Start of Available records

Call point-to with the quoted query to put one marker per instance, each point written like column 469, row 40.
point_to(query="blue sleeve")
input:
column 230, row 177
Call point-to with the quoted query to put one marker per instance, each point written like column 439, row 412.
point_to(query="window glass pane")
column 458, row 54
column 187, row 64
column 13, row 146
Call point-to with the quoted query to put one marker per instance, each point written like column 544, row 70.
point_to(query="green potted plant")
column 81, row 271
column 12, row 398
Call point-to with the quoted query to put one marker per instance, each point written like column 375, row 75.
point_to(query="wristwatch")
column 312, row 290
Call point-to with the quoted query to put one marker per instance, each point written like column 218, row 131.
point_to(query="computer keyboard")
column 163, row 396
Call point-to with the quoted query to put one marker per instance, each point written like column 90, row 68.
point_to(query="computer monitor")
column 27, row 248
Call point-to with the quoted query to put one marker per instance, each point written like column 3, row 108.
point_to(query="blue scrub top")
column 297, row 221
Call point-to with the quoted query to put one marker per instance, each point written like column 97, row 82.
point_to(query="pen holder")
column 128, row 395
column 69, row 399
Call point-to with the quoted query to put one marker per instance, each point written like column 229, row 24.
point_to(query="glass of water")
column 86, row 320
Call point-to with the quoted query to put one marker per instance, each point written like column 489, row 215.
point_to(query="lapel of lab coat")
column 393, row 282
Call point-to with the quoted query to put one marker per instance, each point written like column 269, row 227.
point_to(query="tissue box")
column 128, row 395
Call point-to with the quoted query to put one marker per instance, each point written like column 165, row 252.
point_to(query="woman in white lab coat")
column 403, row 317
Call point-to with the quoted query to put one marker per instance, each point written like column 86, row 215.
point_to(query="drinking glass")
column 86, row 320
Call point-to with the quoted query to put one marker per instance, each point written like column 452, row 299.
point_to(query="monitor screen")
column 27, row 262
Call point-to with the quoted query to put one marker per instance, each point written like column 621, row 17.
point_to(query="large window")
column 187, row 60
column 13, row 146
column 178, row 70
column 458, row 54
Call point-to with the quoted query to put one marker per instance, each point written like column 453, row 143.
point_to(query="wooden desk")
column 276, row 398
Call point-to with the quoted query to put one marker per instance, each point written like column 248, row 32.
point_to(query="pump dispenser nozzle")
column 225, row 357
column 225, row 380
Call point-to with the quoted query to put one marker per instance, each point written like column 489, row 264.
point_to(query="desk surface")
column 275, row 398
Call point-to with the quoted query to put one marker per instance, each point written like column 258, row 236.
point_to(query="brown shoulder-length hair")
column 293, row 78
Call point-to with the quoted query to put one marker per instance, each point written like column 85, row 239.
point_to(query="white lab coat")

End of Available records

• _Task to carry out_
Could you retype exactly the lines above, starting at the line that contains "269, row 227." and ending at the line that contains "165, row 252.", and nothing more?

• _Response_
Call point-to with the quoted query to put one marker per instance, each point written like column 269, row 227.
point_to(query="tissue box")
column 128, row 395
Call point-to with the quoted query to put one marker per instance, each point written like column 165, row 252.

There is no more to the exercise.